◆ Short exercise ◆
Retype the lines of the listing below exactly as they appear, starting at the line that contains "of the window" and ending at the line that contains "[[1222, 132]]", with both of those lines included.

◆ Records held in a dataset ◆
====================

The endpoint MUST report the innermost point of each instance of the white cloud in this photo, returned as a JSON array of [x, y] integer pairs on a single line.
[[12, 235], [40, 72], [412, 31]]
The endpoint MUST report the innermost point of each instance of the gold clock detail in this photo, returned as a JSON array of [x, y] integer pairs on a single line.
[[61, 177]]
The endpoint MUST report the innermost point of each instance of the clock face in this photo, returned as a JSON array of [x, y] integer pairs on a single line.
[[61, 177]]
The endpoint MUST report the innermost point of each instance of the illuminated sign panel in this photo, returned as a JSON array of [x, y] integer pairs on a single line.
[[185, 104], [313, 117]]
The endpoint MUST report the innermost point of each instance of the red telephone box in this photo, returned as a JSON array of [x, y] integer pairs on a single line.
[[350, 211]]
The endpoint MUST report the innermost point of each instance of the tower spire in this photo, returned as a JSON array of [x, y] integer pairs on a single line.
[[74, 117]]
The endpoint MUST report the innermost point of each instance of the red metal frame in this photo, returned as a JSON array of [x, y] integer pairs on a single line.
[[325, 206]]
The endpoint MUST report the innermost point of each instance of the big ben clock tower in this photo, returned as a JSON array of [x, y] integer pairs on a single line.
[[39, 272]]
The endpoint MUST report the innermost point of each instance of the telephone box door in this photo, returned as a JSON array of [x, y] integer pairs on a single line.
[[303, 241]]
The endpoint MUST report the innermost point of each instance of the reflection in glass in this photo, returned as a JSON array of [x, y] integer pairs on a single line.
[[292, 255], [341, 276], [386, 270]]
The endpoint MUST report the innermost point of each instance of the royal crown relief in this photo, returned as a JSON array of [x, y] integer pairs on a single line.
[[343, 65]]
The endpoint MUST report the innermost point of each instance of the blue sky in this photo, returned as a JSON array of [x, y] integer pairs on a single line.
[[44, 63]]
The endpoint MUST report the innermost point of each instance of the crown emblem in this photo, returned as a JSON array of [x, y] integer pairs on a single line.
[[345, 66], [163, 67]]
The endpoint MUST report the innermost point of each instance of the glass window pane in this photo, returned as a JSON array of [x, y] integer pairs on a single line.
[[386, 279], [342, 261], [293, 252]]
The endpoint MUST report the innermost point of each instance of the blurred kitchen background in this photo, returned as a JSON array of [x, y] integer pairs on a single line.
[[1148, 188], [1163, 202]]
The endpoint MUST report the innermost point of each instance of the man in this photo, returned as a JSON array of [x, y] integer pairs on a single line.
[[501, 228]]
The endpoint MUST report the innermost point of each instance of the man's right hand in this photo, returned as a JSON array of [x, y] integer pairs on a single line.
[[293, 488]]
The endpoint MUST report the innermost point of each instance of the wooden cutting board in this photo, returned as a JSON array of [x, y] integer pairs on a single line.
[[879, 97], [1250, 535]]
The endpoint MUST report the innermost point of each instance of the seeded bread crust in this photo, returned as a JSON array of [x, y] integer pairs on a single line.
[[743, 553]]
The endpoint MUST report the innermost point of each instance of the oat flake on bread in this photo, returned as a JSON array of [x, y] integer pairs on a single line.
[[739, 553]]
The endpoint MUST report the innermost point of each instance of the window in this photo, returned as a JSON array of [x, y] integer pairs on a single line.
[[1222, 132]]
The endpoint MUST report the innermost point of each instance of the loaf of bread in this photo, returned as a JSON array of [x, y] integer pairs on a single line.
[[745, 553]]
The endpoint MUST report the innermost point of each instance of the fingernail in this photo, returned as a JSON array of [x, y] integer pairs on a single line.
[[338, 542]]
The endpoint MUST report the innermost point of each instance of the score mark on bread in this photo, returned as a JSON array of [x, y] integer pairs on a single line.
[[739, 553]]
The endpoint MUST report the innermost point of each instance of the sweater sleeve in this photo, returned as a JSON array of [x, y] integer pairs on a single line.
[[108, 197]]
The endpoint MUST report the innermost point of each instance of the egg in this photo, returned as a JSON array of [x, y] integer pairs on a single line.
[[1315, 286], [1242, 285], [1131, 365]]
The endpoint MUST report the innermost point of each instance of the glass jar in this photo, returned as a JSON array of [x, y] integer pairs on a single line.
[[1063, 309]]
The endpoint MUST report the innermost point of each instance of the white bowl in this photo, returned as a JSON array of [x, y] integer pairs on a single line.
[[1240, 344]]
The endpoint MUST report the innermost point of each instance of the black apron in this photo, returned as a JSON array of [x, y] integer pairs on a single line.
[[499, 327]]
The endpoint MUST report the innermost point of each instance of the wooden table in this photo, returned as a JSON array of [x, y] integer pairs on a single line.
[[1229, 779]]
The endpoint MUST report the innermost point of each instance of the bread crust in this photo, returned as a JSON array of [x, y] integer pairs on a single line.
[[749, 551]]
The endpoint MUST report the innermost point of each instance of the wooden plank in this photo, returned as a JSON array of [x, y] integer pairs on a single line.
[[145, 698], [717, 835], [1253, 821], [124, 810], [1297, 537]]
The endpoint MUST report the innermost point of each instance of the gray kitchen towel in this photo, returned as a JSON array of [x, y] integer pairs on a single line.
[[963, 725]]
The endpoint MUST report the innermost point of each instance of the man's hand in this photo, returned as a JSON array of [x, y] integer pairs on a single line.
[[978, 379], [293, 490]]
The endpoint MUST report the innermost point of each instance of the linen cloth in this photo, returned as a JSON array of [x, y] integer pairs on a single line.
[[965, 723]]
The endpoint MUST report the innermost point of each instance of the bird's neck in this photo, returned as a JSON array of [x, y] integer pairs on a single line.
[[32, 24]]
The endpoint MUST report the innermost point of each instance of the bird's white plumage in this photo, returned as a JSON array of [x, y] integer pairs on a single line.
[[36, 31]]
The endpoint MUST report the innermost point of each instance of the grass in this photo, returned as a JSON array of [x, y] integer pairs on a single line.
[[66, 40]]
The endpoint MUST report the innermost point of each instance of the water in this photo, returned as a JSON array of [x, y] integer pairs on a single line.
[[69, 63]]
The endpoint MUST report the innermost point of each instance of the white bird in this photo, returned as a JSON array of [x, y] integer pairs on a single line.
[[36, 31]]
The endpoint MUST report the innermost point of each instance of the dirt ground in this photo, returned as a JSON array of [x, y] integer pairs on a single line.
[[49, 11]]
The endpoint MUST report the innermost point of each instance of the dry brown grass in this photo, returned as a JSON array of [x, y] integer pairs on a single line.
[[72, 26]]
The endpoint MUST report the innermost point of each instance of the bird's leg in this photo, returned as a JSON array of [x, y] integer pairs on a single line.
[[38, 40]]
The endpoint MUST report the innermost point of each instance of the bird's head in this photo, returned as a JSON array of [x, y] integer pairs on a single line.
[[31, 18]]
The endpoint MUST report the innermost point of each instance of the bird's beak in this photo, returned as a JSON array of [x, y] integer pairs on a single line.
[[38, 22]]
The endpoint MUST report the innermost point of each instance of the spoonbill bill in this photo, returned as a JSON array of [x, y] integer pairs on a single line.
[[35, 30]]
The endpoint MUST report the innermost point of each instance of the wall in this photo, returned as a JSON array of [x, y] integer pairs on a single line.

====================

◆ Exercise response ◆
The endpoint MUST report the innermost point of each instance of the window in this photo, returned as a JSON array of [x, y] integer pairs on a single line.
[[1222, 132]]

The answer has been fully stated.